__TEXT SECTION__:

After advising women to check “every few days” for the much-maligned IUD strings, Her Campus advises: “Although it’s nice to have an option where you’re protected from pregnancy for years without having to think too much about it, you should have regular check-ups every couple of months to make sure everything looks fine. It’s possible that you could get an infection during insertion, or it may push itself up through the wall of the uterus, which may require surgery to fix.” (Emphasis mine.)
A more common side effect, expulsion from the uterus, is still less likely to happen than a pregnancy while on oral contraceptives. The endless listing of IUD side effects not only stokes fears, but it sounds like filler text. This isn’t a college response paper.
A quick section on STIs would make anyone have nightmares about herpes, of all things, despite the fact that most people exposed will never show symptoms. “It’s highly contagious,” the book warns, adding that the “first symptom you’ll have is pain or itching, and you may also develop small red bumps and blisters or even open sores around the genital area.”
Yet it fails to mention that condoms may not actually prevent herpes transmission—or the fact that many doctors have even stopped recommending testing for herpes as part of a routine STI screening, unless a patient has symptoms.
Though the authors are kind enough to mention that the morning-after pill is not an abortion pill, the book is awfully silent on the Big A—which is egregious when considering that one in 10 women will have an abortion by age 20 and one in three will have one by age 45, according to the Guttmacher Institute. (In contrast, WebMD says only one in four women have genital herpes.)
Queer women also don’t exist in the Her Campus world. A chapter on mental health doesn’t even gloss over the stress of figuring out your sexuality; the partner referred to in conversations on consent or safer sex is always a he, as is the cute upperclassman who caught your eye (but watch out, he’s dangerous!).

__DATASET RECORDS__:
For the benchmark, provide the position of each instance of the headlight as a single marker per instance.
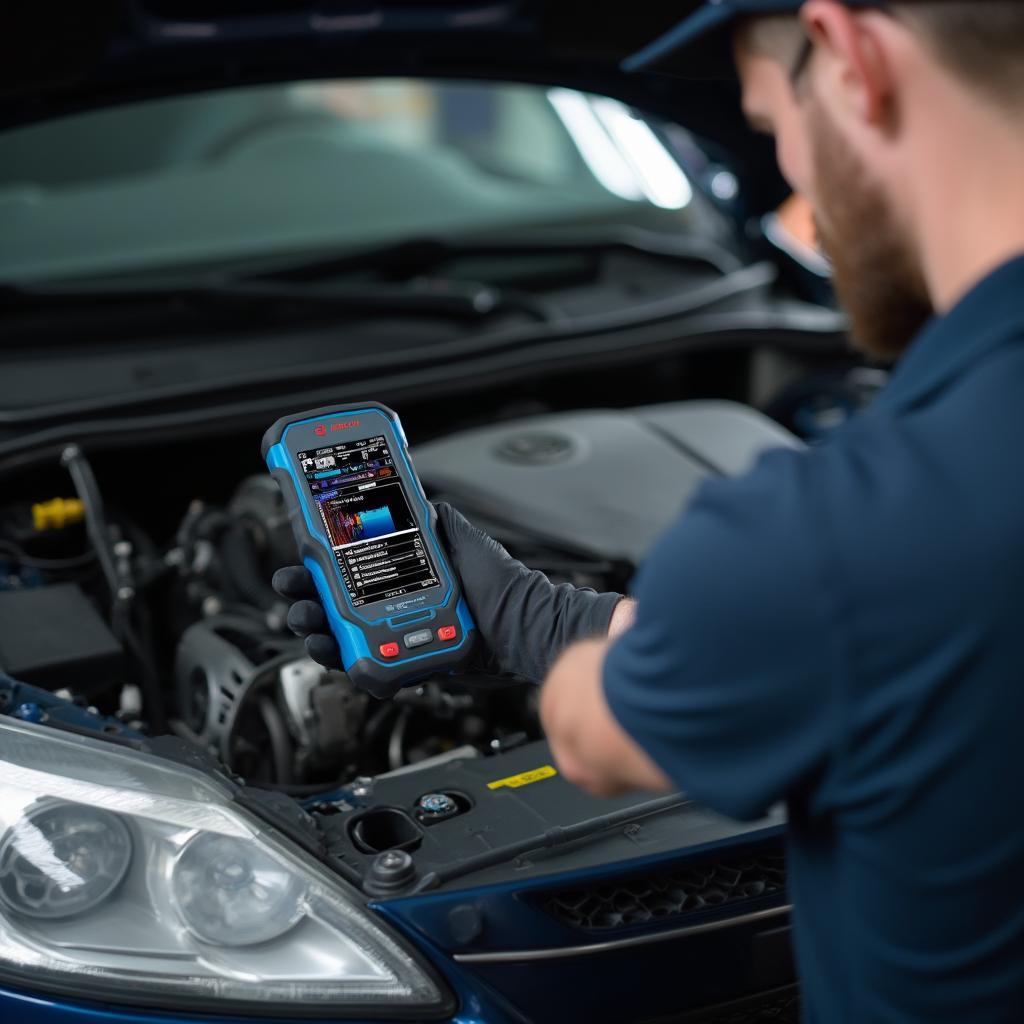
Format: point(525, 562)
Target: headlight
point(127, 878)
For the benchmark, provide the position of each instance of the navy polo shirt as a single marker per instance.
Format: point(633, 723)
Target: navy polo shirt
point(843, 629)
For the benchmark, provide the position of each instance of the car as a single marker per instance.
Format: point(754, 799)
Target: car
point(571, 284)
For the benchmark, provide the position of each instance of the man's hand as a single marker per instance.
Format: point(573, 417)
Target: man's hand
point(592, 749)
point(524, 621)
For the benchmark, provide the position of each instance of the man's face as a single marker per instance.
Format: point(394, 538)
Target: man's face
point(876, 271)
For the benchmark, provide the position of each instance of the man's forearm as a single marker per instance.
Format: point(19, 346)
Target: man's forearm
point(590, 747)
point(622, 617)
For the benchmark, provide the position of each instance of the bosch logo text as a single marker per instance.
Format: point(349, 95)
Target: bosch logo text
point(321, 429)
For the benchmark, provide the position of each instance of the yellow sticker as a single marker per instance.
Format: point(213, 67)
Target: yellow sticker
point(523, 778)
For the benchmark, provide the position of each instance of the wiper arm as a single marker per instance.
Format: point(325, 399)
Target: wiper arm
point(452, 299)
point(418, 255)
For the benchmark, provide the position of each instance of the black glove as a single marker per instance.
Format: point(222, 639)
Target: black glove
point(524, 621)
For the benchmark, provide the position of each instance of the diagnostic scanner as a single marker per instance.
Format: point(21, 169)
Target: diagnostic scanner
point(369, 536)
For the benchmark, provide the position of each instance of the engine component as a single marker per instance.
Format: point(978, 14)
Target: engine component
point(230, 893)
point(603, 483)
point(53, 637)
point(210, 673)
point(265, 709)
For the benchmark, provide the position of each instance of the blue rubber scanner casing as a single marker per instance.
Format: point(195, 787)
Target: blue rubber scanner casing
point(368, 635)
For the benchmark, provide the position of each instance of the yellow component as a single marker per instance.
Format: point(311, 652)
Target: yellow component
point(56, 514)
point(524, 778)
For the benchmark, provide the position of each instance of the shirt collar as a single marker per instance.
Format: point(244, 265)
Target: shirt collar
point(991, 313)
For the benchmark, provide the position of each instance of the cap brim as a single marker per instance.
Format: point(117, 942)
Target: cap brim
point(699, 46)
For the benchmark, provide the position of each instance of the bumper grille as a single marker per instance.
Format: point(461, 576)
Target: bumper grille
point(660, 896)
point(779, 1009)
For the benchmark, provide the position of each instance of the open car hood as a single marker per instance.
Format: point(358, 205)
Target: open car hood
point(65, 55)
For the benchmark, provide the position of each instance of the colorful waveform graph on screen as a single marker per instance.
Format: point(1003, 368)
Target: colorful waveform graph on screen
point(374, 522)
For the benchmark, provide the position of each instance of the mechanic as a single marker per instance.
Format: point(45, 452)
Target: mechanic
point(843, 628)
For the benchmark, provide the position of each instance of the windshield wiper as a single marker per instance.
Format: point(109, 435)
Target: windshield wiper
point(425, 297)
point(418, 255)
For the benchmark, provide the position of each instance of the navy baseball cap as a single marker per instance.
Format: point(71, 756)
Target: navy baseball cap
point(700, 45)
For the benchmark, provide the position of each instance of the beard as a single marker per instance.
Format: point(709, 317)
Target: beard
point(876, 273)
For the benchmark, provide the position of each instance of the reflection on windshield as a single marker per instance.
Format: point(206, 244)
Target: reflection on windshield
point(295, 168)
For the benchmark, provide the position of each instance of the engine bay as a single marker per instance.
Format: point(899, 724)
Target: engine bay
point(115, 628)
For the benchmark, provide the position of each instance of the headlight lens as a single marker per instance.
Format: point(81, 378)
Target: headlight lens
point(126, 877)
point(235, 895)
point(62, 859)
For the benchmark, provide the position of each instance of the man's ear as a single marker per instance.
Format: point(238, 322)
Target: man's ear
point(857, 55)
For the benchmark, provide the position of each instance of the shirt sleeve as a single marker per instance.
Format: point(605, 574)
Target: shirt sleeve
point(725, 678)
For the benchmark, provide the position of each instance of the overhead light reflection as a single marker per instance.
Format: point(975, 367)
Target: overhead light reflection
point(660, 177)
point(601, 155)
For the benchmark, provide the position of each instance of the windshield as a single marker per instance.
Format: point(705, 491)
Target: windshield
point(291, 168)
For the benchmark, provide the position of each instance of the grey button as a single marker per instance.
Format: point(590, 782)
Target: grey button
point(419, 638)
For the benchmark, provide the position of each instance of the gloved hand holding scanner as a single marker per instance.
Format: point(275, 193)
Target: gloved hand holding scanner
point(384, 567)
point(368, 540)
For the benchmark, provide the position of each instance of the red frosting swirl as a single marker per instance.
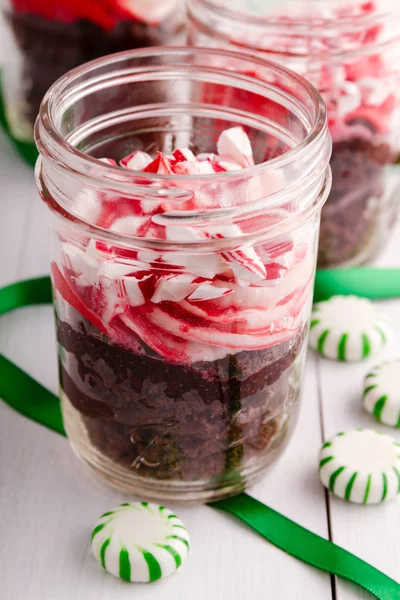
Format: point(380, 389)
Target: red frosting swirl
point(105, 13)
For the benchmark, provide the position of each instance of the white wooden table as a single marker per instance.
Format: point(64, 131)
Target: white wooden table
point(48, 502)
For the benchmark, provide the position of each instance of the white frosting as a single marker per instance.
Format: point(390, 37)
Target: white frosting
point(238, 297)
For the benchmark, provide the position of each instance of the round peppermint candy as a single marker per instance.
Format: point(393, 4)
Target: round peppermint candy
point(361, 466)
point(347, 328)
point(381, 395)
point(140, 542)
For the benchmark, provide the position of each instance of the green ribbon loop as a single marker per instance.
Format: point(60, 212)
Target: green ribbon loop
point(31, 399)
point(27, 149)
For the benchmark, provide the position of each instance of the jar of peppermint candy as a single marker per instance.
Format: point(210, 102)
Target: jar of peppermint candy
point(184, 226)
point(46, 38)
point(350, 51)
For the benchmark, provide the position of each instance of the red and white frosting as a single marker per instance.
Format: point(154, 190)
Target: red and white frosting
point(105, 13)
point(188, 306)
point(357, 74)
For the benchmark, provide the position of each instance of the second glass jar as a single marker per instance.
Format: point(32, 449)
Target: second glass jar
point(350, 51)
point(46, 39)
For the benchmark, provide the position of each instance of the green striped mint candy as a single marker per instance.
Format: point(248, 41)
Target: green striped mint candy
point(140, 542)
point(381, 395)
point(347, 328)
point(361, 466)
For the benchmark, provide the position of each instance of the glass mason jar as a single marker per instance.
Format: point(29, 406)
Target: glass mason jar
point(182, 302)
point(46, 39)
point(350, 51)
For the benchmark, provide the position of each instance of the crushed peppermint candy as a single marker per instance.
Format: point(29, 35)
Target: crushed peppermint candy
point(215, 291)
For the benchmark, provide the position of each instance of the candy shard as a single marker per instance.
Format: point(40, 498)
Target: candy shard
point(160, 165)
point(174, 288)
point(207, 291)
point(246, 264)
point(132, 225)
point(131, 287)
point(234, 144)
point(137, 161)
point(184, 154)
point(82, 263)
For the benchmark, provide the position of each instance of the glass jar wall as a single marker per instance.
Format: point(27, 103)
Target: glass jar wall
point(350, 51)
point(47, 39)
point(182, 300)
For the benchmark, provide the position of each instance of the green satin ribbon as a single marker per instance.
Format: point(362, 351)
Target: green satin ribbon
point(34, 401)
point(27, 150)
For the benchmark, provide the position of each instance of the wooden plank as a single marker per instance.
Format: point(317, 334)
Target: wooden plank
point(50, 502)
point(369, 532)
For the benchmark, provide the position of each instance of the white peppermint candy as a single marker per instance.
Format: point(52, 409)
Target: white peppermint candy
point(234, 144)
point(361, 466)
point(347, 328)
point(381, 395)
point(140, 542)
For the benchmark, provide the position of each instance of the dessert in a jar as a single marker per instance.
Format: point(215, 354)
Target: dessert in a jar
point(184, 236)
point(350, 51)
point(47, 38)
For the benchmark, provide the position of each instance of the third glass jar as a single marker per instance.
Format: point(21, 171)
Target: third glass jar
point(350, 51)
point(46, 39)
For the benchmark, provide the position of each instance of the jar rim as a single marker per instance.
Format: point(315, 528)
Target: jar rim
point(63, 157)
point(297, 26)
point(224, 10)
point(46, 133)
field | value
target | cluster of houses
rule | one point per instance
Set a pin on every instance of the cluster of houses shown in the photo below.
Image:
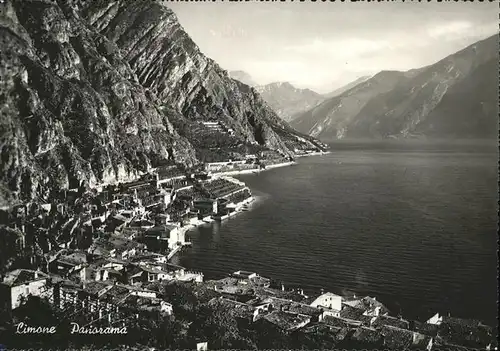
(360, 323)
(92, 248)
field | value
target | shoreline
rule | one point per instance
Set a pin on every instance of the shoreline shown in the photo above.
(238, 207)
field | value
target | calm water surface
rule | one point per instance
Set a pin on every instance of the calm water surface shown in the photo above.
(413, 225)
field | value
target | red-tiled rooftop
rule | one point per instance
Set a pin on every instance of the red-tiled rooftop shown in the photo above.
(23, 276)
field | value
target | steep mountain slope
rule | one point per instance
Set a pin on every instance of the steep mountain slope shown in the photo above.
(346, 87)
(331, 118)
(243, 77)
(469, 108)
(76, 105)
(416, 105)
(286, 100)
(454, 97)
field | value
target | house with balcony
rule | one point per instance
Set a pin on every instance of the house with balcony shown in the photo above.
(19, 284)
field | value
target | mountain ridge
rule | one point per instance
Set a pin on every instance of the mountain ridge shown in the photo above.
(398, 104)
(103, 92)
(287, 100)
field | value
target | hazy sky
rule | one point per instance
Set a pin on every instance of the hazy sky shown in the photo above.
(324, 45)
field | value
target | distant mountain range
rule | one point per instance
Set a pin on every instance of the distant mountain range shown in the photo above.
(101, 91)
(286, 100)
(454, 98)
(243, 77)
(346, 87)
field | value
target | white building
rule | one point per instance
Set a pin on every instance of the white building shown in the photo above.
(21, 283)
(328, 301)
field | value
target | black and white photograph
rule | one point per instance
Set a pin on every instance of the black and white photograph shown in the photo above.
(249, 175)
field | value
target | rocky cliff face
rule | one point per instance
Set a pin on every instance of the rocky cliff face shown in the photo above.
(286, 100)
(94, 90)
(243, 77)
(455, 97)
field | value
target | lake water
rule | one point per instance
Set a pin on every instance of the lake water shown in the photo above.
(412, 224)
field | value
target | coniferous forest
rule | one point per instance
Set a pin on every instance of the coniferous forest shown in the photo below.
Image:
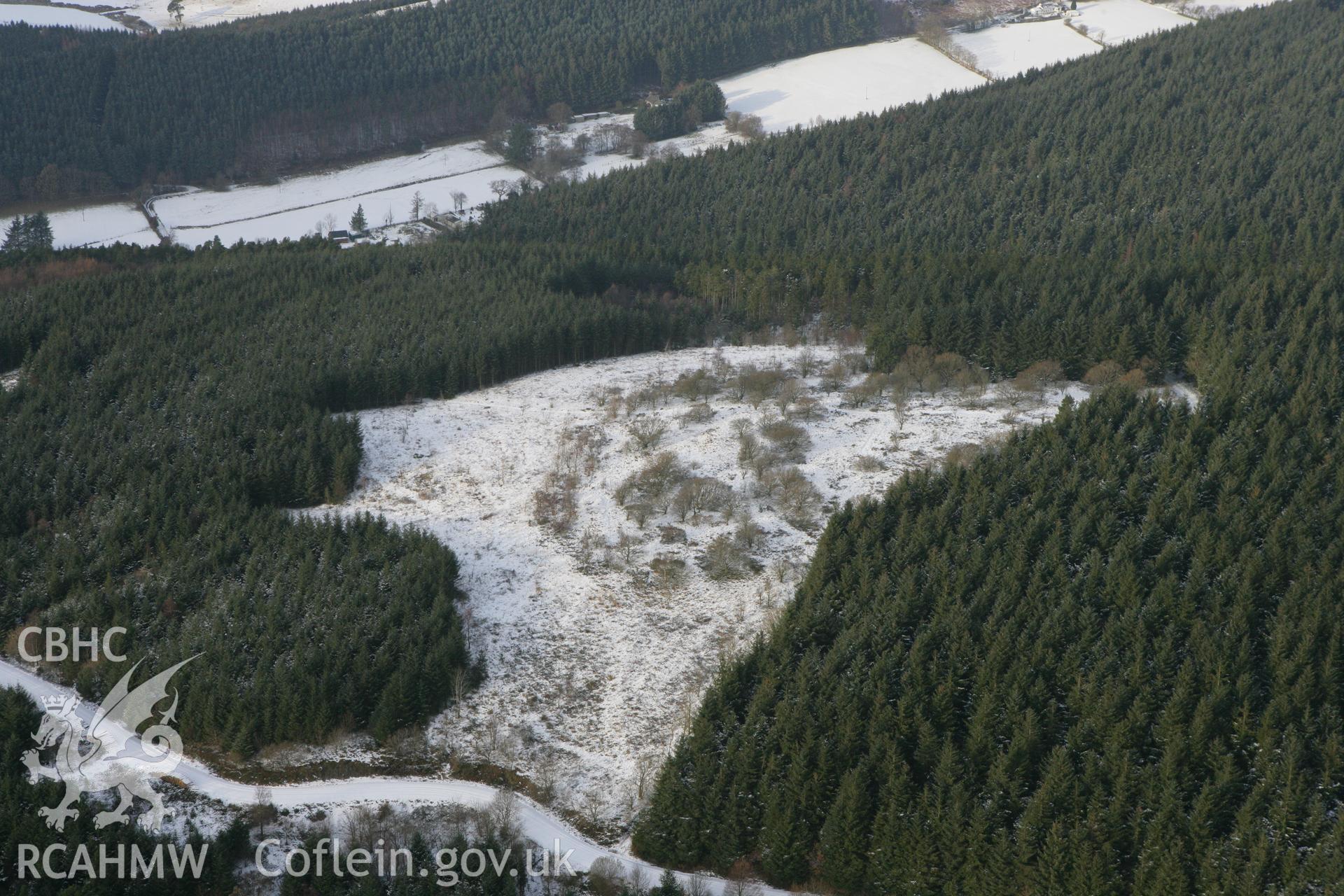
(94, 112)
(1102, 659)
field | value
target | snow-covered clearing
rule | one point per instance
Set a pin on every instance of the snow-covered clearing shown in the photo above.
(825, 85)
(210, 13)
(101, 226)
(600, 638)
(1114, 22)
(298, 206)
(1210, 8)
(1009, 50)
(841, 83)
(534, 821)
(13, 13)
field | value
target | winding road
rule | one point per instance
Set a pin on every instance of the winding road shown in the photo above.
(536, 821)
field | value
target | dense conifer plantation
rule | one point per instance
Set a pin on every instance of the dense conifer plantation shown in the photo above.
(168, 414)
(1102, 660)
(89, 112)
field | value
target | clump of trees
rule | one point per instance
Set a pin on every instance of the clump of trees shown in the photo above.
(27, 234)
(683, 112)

__AIM OF THE EXERCISE__:
Write out the whole text on the Her Campus book's sex advice again, word for word. The listing has nothing to do with the text.

__RESPONSE TO THE TASK__:
After advising women to check “every few days” for the much-maligned IUD strings, Her Campus advises: “Although it’s nice to have an option where you’re protected from pregnancy for years without having to think too much about it, you should have regular check-ups every couple of months to make sure everything looks fine. It’s possible that you could get an infection during insertion, or it may push itself up through the wall of the uterus, which may require surgery to fix.” (Emphasis mine.)
A more common side effect, expulsion from the uterus, is still less likely to happen than a pregnancy while on oral contraceptives. The endless listing of IUD side effects not only stokes fears, but it sounds like filler text. This isn’t a college response paper.
A quick section on STIs would make anyone have nightmares about herpes, of all things, despite the fact that most people exposed will never show symptoms. “It’s highly contagious,” the book warns, adding that the “first symptom you’ll have is pain or itching, and you may also develop small red bumps and blisters or even open sores around the genital area.”
Yet it fails to mention that condoms may not actually prevent herpes transmission—or the fact that many doctors have even stopped recommending testing for herpes as part of a routine STI screening, unless a patient has symptoms.
Though the authors are kind enough to mention that the morning-after pill is not an abortion pill, the book is awfully silent on the Big A—which is egregious when considering that one in 10 women will have an abortion by age 20 and one in three will have one by age 45, according to the Guttmacher Institute. (In contrast, WebMD says only one in four women have genital herpes.)
Queer women also don’t exist in the Her Campus world. A chapter on mental health doesn’t even gloss over the stress of figuring out your sexuality; the partner referred to in conversations on consent or safer sex is always a he, as is the cute upperclassman who caught your eye (but watch out, he’s dangerous!).